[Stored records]
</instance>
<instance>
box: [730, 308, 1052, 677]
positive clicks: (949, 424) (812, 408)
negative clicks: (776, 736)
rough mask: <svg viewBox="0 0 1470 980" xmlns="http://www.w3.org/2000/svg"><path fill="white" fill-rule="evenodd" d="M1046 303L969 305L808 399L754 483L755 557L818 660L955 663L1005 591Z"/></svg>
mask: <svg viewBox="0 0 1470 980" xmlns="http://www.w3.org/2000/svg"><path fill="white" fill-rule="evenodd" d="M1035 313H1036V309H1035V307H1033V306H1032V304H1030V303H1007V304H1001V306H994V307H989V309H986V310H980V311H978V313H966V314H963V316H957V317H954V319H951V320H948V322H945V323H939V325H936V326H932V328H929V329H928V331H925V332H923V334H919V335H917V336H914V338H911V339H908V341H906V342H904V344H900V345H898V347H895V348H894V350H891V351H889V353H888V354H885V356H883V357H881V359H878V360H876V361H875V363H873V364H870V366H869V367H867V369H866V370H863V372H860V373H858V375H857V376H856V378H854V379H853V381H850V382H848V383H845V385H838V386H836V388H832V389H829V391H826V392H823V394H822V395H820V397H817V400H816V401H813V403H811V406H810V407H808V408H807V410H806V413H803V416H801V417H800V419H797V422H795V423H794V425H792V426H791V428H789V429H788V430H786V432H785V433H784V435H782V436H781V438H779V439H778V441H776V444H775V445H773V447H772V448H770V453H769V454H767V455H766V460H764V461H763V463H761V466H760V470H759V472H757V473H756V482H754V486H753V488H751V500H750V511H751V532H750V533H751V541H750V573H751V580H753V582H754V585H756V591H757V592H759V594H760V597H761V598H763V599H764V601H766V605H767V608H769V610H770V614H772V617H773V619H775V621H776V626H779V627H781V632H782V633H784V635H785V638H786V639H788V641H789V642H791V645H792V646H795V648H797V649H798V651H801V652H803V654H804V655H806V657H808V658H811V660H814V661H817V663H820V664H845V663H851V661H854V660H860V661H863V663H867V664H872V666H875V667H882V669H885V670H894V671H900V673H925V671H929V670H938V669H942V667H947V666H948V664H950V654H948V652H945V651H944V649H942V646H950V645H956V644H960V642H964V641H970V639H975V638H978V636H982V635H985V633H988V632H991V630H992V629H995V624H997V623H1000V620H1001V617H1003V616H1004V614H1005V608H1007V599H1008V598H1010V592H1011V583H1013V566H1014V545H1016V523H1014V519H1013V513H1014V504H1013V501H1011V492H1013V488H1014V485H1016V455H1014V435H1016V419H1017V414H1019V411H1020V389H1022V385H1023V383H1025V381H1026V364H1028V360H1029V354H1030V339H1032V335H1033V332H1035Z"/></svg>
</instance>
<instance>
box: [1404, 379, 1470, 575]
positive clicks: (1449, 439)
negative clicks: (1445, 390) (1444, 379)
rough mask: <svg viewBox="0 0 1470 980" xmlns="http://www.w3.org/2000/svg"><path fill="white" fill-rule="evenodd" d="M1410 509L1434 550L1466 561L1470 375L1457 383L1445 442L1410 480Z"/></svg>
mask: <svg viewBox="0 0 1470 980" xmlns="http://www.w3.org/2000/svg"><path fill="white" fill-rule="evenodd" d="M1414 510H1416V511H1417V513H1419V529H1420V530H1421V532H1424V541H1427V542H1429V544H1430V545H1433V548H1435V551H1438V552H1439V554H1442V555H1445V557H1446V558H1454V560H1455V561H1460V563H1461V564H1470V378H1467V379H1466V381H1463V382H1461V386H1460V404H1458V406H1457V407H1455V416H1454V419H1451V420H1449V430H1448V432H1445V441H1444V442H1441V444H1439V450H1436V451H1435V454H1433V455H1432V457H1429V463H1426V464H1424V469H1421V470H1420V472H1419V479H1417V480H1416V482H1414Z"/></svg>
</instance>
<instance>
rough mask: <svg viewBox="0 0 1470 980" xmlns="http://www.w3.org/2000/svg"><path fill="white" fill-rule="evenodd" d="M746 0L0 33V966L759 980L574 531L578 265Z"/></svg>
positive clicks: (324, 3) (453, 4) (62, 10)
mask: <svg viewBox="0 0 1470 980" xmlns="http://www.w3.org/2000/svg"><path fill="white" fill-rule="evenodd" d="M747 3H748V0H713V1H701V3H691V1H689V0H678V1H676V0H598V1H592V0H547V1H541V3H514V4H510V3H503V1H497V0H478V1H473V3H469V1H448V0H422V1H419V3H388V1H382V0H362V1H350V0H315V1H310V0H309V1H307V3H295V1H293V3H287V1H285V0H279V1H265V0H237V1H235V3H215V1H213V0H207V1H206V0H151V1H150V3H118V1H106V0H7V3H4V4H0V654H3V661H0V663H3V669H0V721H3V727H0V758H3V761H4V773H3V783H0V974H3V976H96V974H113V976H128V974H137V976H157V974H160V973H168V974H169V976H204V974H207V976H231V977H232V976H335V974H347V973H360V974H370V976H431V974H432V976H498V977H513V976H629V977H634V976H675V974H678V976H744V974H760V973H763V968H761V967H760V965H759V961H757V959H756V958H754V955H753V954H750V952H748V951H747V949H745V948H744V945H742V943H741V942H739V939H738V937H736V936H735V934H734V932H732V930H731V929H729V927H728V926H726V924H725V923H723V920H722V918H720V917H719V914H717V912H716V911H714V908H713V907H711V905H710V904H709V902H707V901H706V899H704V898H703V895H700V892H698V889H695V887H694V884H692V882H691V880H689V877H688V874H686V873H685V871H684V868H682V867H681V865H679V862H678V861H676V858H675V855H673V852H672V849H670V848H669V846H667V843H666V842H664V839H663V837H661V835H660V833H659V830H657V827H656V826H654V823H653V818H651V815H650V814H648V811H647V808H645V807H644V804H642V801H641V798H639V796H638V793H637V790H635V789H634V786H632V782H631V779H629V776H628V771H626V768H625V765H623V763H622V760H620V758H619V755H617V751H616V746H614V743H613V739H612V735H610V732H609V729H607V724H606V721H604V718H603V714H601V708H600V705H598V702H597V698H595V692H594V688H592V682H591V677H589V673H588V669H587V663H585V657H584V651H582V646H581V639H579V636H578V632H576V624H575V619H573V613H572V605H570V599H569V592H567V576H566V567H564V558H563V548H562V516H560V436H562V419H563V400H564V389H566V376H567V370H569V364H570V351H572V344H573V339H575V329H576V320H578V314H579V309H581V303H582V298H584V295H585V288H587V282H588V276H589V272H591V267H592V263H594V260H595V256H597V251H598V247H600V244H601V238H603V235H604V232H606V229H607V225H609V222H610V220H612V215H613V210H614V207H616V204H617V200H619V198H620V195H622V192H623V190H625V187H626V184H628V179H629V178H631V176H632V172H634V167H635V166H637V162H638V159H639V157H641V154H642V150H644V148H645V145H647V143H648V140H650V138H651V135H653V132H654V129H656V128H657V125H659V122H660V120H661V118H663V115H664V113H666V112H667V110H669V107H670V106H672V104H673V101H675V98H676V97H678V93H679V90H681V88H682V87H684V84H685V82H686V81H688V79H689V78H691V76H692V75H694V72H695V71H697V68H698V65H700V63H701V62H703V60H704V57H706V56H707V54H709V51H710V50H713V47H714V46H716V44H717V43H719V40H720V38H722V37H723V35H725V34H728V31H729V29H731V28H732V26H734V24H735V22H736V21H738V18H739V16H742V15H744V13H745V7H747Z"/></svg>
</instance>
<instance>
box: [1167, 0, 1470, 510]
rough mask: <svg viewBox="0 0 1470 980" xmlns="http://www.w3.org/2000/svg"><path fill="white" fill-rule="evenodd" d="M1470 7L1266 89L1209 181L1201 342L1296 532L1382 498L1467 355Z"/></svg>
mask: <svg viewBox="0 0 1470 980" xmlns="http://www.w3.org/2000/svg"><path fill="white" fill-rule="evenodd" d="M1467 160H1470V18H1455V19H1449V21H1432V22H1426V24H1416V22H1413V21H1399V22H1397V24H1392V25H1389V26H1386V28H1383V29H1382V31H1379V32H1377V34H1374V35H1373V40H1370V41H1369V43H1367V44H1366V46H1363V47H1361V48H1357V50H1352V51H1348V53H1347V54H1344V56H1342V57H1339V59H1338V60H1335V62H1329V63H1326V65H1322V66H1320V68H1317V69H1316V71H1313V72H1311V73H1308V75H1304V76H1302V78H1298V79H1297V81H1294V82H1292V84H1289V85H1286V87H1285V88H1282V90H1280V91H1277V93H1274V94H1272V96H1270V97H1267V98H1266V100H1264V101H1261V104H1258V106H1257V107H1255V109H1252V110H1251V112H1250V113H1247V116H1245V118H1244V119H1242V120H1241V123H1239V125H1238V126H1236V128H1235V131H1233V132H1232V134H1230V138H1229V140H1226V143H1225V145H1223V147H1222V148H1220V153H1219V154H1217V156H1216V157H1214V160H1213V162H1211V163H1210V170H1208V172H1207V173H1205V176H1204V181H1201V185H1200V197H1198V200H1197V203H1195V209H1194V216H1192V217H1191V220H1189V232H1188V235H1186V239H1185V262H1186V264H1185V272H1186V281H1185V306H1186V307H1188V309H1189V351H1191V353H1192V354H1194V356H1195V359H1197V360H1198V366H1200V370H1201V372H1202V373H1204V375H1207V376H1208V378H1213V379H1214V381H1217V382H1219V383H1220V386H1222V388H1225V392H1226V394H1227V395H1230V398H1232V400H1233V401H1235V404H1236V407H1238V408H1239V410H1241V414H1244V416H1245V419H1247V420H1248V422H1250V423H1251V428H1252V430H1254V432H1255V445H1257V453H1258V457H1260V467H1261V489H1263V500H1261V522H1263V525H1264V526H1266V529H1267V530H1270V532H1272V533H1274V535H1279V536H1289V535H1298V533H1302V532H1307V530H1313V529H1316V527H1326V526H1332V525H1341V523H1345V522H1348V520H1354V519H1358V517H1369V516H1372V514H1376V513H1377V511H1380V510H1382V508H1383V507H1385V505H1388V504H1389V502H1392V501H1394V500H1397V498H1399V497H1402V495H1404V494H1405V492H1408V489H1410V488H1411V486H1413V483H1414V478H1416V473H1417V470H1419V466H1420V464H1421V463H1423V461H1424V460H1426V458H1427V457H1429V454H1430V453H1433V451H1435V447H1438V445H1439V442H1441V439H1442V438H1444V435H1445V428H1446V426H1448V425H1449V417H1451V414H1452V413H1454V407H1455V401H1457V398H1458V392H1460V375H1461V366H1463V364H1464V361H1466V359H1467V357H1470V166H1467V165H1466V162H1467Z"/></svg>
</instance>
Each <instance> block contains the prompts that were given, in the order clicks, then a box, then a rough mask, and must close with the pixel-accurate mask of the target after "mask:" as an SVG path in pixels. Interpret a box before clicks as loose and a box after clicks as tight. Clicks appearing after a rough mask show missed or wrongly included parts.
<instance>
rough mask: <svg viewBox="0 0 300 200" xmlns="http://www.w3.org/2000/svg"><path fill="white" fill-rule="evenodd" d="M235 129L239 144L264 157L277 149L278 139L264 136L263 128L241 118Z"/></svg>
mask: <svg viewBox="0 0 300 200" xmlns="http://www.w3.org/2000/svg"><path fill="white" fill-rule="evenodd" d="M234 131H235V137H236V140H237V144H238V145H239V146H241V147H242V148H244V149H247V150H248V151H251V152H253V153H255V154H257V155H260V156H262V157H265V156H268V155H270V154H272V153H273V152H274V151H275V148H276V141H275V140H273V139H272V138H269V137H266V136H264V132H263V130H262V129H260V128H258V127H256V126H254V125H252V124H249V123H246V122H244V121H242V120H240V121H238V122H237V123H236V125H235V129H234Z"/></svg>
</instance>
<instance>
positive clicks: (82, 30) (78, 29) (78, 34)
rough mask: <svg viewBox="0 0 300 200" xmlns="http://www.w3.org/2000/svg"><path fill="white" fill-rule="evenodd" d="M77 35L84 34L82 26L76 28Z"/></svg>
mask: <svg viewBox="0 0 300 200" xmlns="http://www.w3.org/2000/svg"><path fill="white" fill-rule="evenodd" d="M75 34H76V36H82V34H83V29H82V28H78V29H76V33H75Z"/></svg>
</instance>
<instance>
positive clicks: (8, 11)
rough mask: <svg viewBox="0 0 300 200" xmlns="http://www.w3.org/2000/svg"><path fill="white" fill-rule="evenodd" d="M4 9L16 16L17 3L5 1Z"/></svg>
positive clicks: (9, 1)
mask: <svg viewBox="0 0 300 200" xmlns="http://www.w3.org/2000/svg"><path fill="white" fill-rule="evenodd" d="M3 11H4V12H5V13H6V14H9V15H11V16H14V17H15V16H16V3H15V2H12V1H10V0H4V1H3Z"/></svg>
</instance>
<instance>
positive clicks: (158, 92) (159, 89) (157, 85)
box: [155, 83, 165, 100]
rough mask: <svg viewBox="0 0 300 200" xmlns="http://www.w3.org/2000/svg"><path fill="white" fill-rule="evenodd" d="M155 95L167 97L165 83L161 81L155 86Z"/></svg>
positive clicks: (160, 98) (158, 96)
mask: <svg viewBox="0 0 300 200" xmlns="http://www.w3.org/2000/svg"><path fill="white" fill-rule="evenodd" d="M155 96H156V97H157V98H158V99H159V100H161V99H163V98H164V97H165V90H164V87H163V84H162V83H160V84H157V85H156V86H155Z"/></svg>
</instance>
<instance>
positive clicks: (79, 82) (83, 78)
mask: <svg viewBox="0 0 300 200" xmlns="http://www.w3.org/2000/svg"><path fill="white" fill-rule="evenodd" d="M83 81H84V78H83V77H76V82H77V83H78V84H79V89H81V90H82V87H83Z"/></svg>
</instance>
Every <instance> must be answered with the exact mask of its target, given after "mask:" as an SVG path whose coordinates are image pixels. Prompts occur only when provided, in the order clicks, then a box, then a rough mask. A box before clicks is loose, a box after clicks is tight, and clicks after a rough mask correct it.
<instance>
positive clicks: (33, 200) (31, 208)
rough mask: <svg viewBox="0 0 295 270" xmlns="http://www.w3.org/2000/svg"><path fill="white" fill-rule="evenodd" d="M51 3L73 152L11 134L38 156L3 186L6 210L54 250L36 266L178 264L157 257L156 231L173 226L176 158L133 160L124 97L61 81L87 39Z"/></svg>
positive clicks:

## WORK INSTRUCTION
Copy the data above from its very first line up to and including the line containing "303L969 305L808 399L754", with nothing changed.

## EXPECTED OUTPUT
</instance>
<instance>
box: [730, 308, 1052, 677]
positive clicks: (949, 424) (812, 408)
negative clicks: (776, 736)
rough mask: <svg viewBox="0 0 1470 980" xmlns="http://www.w3.org/2000/svg"><path fill="white" fill-rule="evenodd" d="M1046 303L969 305L808 399L754 483L755 557L818 660L955 663L1005 591Z"/></svg>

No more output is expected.